# start of DATASET

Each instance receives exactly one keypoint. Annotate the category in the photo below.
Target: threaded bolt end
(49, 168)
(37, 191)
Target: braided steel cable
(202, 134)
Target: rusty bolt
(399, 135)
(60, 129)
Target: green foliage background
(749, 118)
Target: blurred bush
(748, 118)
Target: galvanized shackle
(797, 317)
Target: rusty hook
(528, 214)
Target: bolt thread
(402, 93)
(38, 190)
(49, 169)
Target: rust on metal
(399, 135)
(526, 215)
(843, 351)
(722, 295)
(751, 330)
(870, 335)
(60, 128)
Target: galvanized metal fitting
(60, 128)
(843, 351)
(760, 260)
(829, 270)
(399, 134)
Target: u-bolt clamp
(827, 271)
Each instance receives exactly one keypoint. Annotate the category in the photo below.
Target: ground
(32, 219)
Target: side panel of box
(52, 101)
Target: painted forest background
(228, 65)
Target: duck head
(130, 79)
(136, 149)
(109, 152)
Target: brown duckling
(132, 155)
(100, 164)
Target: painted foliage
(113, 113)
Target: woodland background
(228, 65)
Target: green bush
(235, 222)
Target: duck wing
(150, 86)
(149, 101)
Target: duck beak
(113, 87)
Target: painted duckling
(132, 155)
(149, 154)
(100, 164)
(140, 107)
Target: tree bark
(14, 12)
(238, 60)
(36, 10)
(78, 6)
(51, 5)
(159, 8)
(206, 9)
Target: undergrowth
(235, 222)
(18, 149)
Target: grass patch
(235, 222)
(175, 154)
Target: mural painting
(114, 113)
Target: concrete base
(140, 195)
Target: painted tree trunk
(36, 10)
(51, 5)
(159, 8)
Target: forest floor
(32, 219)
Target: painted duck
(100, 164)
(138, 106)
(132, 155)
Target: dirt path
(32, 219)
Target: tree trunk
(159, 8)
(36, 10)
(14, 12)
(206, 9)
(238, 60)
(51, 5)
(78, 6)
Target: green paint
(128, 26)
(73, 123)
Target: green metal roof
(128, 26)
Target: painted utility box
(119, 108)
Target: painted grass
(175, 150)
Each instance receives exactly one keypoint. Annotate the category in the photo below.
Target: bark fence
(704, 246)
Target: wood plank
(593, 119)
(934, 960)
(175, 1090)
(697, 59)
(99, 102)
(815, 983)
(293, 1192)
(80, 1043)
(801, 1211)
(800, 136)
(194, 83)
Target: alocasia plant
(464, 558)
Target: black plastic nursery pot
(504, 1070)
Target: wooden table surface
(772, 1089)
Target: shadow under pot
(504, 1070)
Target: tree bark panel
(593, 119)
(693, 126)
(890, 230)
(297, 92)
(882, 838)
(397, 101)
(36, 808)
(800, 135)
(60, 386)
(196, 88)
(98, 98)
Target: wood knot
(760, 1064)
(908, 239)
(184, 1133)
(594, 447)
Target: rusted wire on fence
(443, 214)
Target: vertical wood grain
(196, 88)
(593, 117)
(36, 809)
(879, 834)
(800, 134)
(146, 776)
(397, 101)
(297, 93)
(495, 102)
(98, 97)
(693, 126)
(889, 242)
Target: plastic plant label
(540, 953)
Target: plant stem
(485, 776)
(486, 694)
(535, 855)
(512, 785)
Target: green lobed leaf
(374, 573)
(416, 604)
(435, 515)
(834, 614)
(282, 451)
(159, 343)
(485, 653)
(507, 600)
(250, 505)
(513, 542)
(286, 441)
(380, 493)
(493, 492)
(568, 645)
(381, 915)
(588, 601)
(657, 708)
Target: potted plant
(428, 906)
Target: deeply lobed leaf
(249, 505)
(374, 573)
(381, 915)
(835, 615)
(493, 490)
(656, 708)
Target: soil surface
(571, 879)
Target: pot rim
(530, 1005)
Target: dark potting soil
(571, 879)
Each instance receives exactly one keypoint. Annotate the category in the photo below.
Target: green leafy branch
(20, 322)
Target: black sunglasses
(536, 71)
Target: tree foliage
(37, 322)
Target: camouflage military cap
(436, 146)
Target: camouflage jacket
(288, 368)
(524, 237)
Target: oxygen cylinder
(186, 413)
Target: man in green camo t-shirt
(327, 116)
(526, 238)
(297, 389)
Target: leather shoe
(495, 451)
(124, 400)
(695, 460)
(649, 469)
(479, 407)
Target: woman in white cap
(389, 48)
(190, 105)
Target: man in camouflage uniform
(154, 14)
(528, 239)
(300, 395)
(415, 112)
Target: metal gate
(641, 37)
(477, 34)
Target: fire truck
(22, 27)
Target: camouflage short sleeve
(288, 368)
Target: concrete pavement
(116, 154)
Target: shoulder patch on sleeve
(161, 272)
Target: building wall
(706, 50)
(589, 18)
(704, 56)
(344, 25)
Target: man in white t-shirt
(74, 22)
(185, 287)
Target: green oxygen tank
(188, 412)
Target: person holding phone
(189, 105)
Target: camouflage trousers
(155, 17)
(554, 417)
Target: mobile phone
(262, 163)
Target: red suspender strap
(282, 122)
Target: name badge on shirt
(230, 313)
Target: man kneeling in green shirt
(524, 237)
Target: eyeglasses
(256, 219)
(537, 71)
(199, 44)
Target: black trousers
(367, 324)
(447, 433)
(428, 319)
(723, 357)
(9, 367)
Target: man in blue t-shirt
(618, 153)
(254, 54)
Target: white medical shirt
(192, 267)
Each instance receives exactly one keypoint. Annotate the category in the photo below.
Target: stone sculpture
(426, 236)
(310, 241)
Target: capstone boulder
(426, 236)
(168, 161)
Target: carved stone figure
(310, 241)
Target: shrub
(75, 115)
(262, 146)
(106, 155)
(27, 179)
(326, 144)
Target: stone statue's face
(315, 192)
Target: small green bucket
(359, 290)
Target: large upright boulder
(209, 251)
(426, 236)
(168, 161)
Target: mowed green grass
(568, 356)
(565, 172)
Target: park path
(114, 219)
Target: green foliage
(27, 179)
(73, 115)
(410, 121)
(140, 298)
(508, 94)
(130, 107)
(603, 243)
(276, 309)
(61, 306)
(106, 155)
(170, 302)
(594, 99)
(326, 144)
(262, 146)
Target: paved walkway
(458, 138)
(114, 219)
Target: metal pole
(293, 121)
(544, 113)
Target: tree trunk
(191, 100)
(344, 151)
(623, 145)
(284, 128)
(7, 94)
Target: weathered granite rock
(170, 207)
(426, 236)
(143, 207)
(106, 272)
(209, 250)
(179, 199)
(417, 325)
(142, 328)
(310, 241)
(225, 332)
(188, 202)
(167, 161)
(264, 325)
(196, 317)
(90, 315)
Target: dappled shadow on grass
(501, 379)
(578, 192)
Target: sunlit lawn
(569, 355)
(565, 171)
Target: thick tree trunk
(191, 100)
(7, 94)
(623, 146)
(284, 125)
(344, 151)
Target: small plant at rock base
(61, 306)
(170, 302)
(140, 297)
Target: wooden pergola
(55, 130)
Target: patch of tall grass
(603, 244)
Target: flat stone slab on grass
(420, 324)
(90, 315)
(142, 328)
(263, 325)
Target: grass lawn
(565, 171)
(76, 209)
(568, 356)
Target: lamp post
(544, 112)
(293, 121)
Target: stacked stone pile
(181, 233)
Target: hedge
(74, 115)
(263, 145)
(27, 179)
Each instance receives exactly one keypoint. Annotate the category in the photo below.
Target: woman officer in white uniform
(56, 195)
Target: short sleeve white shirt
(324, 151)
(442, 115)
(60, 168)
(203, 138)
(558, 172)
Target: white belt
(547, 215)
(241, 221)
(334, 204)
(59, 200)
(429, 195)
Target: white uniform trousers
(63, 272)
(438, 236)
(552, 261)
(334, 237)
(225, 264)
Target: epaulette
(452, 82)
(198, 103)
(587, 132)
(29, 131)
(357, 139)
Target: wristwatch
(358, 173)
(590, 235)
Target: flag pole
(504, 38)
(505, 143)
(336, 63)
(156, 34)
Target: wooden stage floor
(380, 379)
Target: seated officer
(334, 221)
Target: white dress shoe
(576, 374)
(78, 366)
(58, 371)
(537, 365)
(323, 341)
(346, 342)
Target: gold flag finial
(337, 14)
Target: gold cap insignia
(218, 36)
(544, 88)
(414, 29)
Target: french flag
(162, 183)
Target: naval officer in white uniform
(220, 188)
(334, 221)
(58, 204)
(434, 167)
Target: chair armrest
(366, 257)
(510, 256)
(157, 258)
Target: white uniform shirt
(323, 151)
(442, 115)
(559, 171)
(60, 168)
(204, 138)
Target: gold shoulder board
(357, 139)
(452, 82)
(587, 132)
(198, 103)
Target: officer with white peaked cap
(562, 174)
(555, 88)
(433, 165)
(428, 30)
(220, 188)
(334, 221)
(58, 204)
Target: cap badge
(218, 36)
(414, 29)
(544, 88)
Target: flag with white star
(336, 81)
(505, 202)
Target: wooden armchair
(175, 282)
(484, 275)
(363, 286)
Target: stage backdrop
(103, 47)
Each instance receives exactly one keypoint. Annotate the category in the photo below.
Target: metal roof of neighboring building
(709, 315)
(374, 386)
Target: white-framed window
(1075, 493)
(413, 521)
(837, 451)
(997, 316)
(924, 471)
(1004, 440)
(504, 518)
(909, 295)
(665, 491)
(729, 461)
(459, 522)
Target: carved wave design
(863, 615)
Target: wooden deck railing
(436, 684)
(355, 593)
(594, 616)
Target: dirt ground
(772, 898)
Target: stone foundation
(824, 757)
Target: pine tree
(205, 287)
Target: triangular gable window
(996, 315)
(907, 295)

# end of DATASET

INSTRUCTIONS TO FOLLOW: Could you reproduce the data above verbatim, starting with the line that contains "Target: wooden deck railing" and going on through the last line of the data?

THE RESULT:
Target: wooden deck railing
(436, 684)
(355, 593)
(594, 616)
Target: dirt ground
(772, 898)
Target: stone foundation
(824, 757)
Target: pine tree
(205, 287)
Target: triangular gable window
(996, 315)
(907, 295)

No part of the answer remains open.